(Saved data entries)
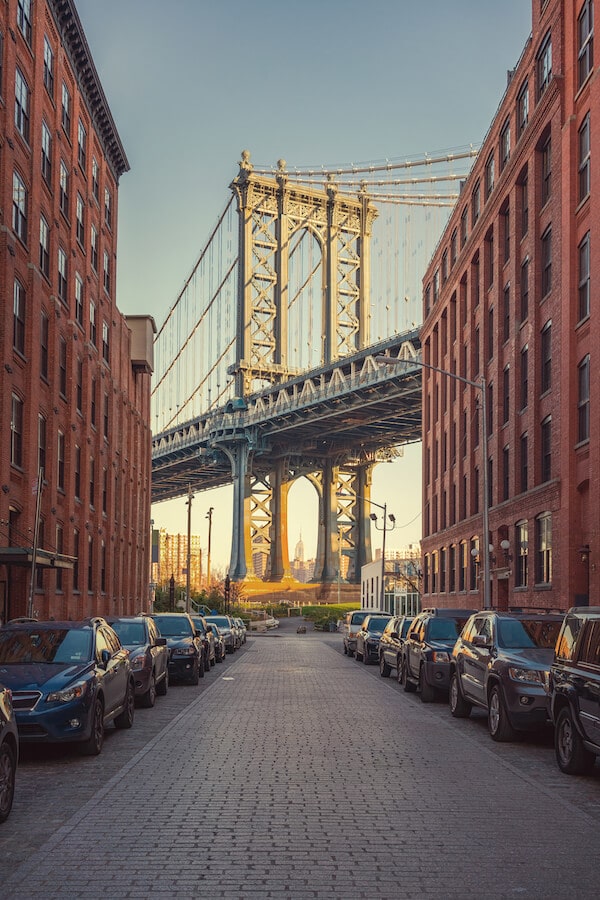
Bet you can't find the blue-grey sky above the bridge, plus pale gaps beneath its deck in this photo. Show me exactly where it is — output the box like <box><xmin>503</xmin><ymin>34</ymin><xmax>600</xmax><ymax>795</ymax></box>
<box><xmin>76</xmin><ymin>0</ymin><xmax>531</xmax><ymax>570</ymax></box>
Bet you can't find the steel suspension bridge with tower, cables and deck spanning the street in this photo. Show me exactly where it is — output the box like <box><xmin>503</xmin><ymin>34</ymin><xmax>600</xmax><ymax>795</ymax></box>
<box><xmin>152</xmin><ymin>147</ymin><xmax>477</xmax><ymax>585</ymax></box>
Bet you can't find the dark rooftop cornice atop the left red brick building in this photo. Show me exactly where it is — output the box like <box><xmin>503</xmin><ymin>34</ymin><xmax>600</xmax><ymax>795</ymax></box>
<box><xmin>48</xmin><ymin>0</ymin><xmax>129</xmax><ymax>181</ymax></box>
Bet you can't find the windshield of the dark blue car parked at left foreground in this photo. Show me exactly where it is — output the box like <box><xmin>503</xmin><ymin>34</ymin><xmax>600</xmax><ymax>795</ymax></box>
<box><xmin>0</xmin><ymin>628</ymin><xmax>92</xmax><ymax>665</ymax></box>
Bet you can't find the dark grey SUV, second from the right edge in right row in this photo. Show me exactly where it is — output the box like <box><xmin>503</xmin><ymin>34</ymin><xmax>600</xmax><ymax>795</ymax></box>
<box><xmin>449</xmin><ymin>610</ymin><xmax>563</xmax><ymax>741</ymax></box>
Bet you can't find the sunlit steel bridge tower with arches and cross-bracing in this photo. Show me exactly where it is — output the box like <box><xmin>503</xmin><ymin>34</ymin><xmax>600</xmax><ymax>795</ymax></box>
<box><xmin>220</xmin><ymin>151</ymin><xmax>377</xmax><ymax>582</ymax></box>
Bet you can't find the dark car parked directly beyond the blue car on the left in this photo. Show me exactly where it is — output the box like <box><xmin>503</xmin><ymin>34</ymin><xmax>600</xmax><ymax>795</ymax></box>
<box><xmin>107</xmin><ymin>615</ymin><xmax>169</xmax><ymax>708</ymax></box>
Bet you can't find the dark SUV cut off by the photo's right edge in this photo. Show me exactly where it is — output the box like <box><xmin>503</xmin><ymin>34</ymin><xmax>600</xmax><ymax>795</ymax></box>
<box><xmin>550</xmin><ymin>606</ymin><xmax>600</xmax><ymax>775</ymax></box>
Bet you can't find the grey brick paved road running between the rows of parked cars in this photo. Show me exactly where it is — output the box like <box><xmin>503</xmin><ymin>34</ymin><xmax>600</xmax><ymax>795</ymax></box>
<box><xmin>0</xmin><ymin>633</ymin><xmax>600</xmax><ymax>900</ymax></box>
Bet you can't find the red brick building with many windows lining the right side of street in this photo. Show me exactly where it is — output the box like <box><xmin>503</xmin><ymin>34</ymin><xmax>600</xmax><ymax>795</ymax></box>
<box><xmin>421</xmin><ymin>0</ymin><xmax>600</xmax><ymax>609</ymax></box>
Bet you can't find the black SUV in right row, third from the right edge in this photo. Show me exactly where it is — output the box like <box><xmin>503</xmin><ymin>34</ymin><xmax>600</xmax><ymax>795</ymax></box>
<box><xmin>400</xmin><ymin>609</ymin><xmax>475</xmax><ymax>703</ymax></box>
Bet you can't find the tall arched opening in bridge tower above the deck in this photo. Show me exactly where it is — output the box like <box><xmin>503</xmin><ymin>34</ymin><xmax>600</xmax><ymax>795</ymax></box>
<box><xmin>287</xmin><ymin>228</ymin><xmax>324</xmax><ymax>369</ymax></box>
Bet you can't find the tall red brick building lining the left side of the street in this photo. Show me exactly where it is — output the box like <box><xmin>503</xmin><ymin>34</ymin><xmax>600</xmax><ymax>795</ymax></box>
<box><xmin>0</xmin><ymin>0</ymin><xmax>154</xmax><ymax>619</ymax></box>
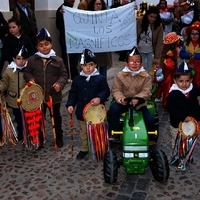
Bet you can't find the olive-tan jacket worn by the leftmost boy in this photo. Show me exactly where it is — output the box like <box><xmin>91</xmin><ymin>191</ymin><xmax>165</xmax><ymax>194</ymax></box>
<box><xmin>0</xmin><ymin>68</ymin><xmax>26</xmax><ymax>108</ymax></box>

# Problem statement:
Restate the entries verbatim, without pictures.

# Exercise output:
Bet you can't find the blue-grey sky above the bridge, plus pale gaps beneath its deck in this photo. Show me exactly where it is — output the box like <box><xmin>503</xmin><ymin>34</ymin><xmax>600</xmax><ymax>795</ymax></box>
<box><xmin>76</xmin><ymin>0</ymin><xmax>531</xmax><ymax>570</ymax></box>
Bet you can't find the steel suspension bridge with tower, cables and deck spanning the street in this photo. Show me exactly where it is — output the box like <box><xmin>503</xmin><ymin>34</ymin><xmax>600</xmax><ymax>795</ymax></box>
<box><xmin>152</xmin><ymin>147</ymin><xmax>477</xmax><ymax>585</ymax></box>
Bet you can't find the dark rooftop cornice atop the left red brick building in this photo. Show me exactly where it is — output the box like <box><xmin>503</xmin><ymin>34</ymin><xmax>600</xmax><ymax>795</ymax></box>
<box><xmin>48</xmin><ymin>0</ymin><xmax>129</xmax><ymax>181</ymax></box>
Bet you can't find the windshield of the dark blue car parked at left foreground in this photo. Show me exactly where it is — output the box like <box><xmin>503</xmin><ymin>34</ymin><xmax>600</xmax><ymax>795</ymax></box>
<box><xmin>0</xmin><ymin>628</ymin><xmax>92</xmax><ymax>665</ymax></box>
Bet you can't find the dark grey SUV, second from the right edge in right row in this photo. Show me exactly where it is — output the box like <box><xmin>503</xmin><ymin>34</ymin><xmax>600</xmax><ymax>795</ymax></box>
<box><xmin>449</xmin><ymin>610</ymin><xmax>563</xmax><ymax>741</ymax></box>
Bet you can't find the sunlit steel bridge tower with arches and cross-bracing in this photo. Show me exactly where it is — output the box like <box><xmin>503</xmin><ymin>34</ymin><xmax>600</xmax><ymax>795</ymax></box>
<box><xmin>220</xmin><ymin>151</ymin><xmax>377</xmax><ymax>582</ymax></box>
Bet you can't find the dark car parked directly beyond the blue car on the left in this photo. Show me exactly where it is — output the box like <box><xmin>503</xmin><ymin>34</ymin><xmax>600</xmax><ymax>795</ymax></box>
<box><xmin>107</xmin><ymin>615</ymin><xmax>169</xmax><ymax>708</ymax></box>
Bet you can't find the dark SUV cut off by the photo's right edge in this photo. Show me exactly where it is — output the box like <box><xmin>503</xmin><ymin>34</ymin><xmax>600</xmax><ymax>795</ymax></box>
<box><xmin>550</xmin><ymin>606</ymin><xmax>600</xmax><ymax>775</ymax></box>
Bet you can't find the grey brick paved road running between the rows of parked cars in this photo. Show me exactly where it is — output the box like <box><xmin>503</xmin><ymin>34</ymin><xmax>600</xmax><ymax>795</ymax></box>
<box><xmin>0</xmin><ymin>633</ymin><xmax>600</xmax><ymax>900</ymax></box>
Bet you can't find the red brick building with many windows lining the right side of street in this photo. Show me exactly where it is — output the box like <box><xmin>503</xmin><ymin>34</ymin><xmax>600</xmax><ymax>795</ymax></box>
<box><xmin>421</xmin><ymin>0</ymin><xmax>600</xmax><ymax>609</ymax></box>
Bet you can't find the black SUV in right row, third from the right edge in this photo. Show me exactly where it is — output the box like <box><xmin>503</xmin><ymin>34</ymin><xmax>600</xmax><ymax>795</ymax></box>
<box><xmin>400</xmin><ymin>609</ymin><xmax>475</xmax><ymax>703</ymax></box>
Bet you can't find the tall arched opening in bridge tower above the deck in this photo. Show me exactly where it is — output the box like <box><xmin>503</xmin><ymin>34</ymin><xmax>600</xmax><ymax>795</ymax></box>
<box><xmin>287</xmin><ymin>228</ymin><xmax>324</xmax><ymax>369</ymax></box>
Bet you can't find the tall red brick building lining the left side of the street in this photo. Show me exactly where it is — output the box like <box><xmin>503</xmin><ymin>34</ymin><xmax>600</xmax><ymax>795</ymax></box>
<box><xmin>0</xmin><ymin>0</ymin><xmax>154</xmax><ymax>619</ymax></box>
Bet you can't find the olive-tan jacket worn by the leftmost boy in this photo. Show me exactly where it is — output the box like <box><xmin>91</xmin><ymin>191</ymin><xmax>165</xmax><ymax>194</ymax></box>
<box><xmin>0</xmin><ymin>68</ymin><xmax>26</xmax><ymax>108</ymax></box>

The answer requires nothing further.